---------- DATA EXTRACT

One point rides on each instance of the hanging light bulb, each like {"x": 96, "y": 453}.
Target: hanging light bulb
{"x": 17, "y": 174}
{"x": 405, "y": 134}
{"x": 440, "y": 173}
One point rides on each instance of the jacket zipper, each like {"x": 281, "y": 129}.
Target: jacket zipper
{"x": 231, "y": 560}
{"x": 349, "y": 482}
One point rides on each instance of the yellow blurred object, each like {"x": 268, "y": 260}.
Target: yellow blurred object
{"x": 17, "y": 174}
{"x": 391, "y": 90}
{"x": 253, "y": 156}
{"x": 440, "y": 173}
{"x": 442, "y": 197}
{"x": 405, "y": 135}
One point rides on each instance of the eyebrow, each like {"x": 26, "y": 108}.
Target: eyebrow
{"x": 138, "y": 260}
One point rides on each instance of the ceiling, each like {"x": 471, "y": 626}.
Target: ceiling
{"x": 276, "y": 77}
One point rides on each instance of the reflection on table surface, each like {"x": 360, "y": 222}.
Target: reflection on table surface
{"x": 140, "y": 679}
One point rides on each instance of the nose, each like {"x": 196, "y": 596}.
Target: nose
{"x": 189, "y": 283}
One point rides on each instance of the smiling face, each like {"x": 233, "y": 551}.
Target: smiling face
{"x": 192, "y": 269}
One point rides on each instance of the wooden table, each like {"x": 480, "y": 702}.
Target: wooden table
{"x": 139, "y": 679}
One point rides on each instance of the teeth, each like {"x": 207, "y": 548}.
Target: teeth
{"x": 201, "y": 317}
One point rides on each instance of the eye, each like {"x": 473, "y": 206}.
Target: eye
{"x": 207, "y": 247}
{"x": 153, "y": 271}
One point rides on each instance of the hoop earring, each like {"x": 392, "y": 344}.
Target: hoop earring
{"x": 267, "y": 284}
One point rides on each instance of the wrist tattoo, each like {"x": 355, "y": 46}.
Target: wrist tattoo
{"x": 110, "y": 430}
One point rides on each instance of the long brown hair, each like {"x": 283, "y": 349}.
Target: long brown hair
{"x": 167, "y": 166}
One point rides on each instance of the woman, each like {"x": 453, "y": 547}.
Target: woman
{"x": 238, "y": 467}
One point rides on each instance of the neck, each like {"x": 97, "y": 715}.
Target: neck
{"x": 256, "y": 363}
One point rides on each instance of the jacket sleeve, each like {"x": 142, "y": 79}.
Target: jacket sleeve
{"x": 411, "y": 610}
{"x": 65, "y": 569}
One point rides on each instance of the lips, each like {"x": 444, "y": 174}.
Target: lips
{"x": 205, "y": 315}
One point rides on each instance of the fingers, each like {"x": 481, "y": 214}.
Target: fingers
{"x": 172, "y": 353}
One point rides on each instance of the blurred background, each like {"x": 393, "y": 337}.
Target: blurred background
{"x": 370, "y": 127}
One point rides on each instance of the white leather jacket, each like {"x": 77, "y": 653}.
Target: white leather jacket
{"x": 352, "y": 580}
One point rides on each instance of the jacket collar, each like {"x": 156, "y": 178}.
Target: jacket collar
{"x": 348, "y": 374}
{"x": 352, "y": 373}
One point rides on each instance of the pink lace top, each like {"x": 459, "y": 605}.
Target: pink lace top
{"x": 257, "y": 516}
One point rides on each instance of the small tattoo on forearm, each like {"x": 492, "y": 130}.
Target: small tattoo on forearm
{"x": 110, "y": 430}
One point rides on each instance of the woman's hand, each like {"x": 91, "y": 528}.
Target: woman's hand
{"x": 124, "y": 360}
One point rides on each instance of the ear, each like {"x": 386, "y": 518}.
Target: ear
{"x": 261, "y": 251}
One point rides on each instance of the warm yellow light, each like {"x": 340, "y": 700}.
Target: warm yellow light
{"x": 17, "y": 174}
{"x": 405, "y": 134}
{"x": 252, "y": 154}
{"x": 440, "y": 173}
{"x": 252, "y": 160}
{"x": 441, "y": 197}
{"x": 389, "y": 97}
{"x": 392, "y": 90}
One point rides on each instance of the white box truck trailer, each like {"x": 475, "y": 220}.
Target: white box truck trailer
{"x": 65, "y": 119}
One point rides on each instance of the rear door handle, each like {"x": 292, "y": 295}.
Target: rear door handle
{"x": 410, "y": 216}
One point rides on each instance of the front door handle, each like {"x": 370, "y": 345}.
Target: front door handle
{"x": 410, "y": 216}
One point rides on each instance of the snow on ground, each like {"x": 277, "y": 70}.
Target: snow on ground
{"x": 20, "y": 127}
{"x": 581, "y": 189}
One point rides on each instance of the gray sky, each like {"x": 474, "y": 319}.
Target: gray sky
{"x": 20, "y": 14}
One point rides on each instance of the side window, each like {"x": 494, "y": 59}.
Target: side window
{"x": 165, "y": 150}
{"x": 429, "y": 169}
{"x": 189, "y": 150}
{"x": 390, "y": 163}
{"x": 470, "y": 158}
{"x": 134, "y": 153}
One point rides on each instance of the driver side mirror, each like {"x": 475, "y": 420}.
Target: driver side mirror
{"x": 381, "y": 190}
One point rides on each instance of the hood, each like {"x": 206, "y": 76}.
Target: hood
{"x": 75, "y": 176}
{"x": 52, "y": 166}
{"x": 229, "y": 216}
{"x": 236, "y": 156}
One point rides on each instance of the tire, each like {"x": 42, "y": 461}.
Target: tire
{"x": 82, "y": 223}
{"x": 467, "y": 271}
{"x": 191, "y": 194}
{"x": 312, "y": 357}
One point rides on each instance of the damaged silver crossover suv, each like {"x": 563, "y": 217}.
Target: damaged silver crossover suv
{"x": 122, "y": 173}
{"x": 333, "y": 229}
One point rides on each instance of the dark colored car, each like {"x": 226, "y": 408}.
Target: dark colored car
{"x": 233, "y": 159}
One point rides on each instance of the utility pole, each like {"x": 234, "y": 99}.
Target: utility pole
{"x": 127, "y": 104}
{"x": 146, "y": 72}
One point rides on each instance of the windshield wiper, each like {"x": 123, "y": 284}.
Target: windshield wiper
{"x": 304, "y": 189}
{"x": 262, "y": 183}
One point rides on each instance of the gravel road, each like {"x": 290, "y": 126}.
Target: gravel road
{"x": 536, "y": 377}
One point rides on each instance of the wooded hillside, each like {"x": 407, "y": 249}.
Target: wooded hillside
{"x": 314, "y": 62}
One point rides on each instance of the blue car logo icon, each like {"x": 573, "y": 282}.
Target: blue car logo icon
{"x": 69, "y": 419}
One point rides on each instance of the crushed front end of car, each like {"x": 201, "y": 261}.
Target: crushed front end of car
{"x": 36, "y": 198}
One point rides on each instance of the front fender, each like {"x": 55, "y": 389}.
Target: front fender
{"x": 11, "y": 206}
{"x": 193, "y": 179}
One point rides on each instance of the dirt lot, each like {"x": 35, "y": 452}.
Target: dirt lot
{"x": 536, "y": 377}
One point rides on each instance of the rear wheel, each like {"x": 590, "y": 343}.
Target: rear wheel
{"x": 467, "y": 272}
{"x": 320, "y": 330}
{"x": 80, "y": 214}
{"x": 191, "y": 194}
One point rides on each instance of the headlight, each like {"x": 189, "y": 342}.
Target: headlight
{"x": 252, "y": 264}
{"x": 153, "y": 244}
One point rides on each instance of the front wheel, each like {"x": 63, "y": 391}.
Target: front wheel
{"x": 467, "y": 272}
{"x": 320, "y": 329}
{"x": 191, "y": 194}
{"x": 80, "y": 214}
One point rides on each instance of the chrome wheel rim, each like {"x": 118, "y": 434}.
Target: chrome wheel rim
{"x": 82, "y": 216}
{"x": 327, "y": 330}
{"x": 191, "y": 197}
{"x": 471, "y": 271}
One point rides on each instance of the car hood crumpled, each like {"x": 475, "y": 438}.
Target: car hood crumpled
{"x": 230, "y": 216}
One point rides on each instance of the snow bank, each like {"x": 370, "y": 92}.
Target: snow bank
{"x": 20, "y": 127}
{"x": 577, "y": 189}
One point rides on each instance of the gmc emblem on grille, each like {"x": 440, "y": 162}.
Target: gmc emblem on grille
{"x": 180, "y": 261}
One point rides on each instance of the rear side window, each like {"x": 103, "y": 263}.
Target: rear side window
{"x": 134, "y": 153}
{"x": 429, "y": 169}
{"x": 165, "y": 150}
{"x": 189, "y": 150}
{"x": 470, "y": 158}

--------------------

§ **TO DO**
The line containing "One point rides on each instance of the car" marks the start; retype it and each line after it through the end of the records above, exactly.

§ **RIGHT ANSWER**
One point rides on each instance of the car hood crumpled, each like {"x": 475, "y": 438}.
Target: car hood crumpled
{"x": 230, "y": 216}
One point rides on each instance of the snow bank, each like {"x": 370, "y": 92}.
Target: snow bank
{"x": 20, "y": 127}
{"x": 577, "y": 189}
One point rides on each instance of the gmc emblem on grille, each like {"x": 440, "y": 162}.
Target: gmc emblem on grille
{"x": 180, "y": 261}
One point rides on each instance of the rear side window, each like {"x": 103, "y": 263}.
Target: rear side window
{"x": 134, "y": 153}
{"x": 429, "y": 169}
{"x": 165, "y": 150}
{"x": 189, "y": 150}
{"x": 470, "y": 158}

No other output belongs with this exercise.